- _TEXT BLOCK_:
Friday, February 11, 2011

XSS Awareness #2: Internet Explorer, MHTML and the case of Twitter's promo service

If you missed either of the other articles in this series, they can be found here:

MHTML: Microsoft's black sheep web page archive format

The first advisory I could find related to the latest wave of exploits through the MHTML protocol handler, dates back to 2004. The protocol itself was proposed in 1999, which means that this problem has been known for more than half its lifetime. That's pretty spectacular. I'll admit I had barely heard of, let alone dug into, what and why MHTML was - until the reports in early January this year.

In a nutshell, the MHTML protocol handler will look for a second HTTP header like structure in what's being sent from the server. Following the regular HTTP header, you'll find a double set of carriage return and line feed, "\r\n\r\n", after which the HTTP body begins. Granted that the url is prefixed "mhtml:", the MHTML handler will kick in at this point.

- _GIVEN TASK 1_:
Summarize the MHTML article in two sentences.
- _GIVEN TASK 2_:
According to the MHTML article, why has the problem been known for more than half of the protocol's lifetime?
- _GIVEN TASK 3_:
In the MHTML article, return the passage from "In a nutshell, the" up to and including "at this point.".
The listing is not needed for any of this.

- _DATASET ROWS_:
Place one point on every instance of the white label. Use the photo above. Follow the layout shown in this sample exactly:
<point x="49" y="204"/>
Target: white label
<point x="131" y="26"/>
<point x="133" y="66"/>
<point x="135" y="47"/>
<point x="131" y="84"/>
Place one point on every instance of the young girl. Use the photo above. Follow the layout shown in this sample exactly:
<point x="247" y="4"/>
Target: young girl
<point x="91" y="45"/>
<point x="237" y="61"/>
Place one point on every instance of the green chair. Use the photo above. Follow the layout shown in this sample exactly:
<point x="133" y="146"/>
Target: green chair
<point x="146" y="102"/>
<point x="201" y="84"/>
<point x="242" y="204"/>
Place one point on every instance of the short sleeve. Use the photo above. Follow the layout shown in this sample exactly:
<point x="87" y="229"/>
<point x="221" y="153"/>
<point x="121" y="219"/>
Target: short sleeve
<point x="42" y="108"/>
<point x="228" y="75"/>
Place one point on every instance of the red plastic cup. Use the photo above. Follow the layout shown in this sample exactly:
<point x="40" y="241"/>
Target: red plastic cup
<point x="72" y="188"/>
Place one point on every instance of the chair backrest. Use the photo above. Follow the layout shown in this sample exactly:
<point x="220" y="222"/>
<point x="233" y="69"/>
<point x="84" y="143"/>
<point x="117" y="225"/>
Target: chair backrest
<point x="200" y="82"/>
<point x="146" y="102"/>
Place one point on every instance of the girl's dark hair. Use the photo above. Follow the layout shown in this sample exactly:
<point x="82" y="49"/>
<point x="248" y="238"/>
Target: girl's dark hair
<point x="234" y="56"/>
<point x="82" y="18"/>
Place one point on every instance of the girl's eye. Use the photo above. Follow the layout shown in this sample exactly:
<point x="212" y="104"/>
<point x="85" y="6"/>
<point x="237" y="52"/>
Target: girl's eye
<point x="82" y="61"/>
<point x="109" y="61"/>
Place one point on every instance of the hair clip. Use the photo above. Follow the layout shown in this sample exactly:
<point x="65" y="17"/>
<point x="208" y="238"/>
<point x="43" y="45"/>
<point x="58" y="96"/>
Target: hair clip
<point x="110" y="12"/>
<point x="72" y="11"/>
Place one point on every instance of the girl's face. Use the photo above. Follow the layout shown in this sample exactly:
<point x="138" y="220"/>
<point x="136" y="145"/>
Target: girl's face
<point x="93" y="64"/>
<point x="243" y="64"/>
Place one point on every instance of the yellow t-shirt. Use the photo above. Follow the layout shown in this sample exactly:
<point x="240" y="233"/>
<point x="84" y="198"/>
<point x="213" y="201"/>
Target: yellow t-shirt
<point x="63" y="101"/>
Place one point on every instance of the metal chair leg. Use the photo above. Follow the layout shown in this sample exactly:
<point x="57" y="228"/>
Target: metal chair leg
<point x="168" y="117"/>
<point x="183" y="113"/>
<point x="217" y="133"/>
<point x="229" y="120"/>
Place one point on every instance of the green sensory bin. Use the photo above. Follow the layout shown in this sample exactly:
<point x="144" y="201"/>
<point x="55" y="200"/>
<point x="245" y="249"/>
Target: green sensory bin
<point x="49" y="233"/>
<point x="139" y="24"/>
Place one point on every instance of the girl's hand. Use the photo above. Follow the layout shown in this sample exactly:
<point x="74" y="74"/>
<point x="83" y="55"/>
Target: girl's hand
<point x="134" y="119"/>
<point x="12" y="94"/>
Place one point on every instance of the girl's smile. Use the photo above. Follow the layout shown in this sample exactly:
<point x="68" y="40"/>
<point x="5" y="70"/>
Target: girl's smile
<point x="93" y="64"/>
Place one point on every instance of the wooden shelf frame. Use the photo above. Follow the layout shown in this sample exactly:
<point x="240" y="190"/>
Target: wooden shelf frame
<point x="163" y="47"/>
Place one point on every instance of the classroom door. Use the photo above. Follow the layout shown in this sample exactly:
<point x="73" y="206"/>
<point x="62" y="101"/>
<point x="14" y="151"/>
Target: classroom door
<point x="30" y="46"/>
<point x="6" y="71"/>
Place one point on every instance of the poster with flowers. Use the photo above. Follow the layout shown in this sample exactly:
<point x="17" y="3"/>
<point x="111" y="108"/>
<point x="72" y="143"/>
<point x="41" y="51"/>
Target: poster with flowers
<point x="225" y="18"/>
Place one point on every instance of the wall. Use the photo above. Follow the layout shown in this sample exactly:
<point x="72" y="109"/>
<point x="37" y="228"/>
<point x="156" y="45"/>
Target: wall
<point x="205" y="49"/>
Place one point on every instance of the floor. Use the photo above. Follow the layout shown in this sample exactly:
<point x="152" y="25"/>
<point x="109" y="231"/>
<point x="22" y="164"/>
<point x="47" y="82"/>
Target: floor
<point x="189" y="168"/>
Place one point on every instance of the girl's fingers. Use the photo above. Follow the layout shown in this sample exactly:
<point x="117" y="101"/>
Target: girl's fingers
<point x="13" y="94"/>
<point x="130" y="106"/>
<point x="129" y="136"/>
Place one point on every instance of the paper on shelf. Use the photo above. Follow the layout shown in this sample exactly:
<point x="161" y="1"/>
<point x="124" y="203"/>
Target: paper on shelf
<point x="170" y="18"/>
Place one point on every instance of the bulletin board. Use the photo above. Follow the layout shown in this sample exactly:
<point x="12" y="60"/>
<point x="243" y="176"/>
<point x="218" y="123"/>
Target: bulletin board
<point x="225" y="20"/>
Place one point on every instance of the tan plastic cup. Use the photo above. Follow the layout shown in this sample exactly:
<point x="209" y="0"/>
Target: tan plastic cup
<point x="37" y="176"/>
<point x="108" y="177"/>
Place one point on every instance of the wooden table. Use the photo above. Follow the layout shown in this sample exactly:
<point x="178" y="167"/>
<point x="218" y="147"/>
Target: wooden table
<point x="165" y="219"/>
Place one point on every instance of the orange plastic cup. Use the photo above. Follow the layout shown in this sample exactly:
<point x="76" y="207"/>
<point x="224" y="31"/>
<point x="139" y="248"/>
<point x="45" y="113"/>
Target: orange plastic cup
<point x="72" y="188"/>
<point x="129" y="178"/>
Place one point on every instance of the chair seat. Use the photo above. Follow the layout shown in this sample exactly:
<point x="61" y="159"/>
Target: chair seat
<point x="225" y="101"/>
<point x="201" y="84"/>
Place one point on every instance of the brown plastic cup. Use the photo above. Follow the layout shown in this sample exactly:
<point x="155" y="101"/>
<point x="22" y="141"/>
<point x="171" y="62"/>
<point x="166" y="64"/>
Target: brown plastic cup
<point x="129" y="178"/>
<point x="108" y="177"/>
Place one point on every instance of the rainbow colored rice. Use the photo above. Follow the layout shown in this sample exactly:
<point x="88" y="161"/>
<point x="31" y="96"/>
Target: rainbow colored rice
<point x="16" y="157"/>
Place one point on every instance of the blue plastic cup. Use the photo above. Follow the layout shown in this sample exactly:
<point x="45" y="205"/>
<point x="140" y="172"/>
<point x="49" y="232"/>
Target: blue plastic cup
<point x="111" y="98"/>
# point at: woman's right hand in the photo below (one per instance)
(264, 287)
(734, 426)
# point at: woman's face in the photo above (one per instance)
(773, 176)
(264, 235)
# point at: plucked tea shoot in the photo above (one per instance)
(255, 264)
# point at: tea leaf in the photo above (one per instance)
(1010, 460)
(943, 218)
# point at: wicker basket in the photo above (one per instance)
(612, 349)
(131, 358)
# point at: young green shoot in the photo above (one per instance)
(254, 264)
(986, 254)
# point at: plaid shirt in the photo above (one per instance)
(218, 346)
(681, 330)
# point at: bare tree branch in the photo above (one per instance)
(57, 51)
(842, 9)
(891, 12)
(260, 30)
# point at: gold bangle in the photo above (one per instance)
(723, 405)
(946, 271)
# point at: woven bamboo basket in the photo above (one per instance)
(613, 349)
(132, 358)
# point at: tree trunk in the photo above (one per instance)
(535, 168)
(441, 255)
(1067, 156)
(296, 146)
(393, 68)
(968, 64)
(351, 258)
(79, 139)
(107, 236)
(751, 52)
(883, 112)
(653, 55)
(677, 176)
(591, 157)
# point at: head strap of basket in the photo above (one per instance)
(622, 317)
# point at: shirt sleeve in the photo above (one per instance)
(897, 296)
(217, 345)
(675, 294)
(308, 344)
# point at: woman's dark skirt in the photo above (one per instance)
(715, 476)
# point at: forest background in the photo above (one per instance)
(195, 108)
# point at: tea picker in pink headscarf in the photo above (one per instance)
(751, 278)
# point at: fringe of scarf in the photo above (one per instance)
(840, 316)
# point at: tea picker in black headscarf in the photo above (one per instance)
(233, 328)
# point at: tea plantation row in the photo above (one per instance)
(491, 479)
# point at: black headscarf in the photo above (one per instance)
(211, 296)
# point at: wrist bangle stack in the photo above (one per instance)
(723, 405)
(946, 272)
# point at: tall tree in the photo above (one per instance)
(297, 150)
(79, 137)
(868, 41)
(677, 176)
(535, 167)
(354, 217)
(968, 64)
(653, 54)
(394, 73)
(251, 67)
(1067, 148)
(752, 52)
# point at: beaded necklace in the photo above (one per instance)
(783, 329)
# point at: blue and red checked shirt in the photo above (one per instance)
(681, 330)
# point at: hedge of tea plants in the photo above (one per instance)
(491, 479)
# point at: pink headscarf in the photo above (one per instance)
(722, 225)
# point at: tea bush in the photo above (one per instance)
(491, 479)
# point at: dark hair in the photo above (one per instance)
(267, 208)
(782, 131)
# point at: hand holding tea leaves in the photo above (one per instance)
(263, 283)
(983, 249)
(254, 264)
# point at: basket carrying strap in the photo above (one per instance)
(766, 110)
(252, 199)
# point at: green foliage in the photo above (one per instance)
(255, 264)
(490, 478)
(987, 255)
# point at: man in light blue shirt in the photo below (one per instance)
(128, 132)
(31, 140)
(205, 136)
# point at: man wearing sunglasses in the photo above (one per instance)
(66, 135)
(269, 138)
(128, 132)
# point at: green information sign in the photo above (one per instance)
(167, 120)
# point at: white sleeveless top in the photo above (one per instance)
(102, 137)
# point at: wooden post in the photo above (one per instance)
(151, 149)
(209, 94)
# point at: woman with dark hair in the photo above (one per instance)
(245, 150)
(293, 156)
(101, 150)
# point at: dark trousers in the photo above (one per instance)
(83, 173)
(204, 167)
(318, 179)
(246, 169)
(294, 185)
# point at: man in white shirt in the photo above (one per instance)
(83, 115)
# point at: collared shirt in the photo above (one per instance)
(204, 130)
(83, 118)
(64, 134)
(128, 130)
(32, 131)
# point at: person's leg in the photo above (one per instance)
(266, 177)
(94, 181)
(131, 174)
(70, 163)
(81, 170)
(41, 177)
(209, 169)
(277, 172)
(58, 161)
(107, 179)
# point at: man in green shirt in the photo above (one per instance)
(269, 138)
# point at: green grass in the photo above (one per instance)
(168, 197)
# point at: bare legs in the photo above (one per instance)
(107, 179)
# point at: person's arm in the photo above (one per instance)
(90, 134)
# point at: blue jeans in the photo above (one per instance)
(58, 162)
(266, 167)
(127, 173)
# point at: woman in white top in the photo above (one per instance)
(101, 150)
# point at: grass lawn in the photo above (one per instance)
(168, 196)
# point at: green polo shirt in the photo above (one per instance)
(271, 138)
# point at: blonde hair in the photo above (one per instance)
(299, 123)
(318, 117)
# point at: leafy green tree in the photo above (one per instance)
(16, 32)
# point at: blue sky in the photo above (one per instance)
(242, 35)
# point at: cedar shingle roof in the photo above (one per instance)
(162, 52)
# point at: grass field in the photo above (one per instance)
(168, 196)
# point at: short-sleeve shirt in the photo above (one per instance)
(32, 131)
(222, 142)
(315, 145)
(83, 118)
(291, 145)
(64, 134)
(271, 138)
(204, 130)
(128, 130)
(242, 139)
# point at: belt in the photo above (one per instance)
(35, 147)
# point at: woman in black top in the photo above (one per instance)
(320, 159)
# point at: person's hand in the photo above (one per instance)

- _EXPECTED OUTPUT 1_:
The first advisory tied to the latest wave of MHTML protocol handler exploits dates back to 2004, while the protocol was proposed in 1999, so the problem has been known for more than half its lifetime. When a URL is prefixed "mhtml:", the handler takes over after the "\r\n\r\n" that starts the HTTP body and looks for a second structure resembling an HTTP header.

- _EXPECTED OUTPUT 2_:
The protocol was proposed in 1999, and the first advisory on this kind of exploit through the MHTML protocol handler dates back to 2004.

- _EXPECTED OUTPUT 3_:
In a nutshell, the MHTML protocol handler will look for a second HTTP header like structure in what's being sent from the server. Following the regular HTTP header, you'll find a double set of carriage return and line feed, "\r\n\r\n", after which the HTTP body begins. Granted that the url is prefixed "mhtml:", the MHTML handler will kick in at this point.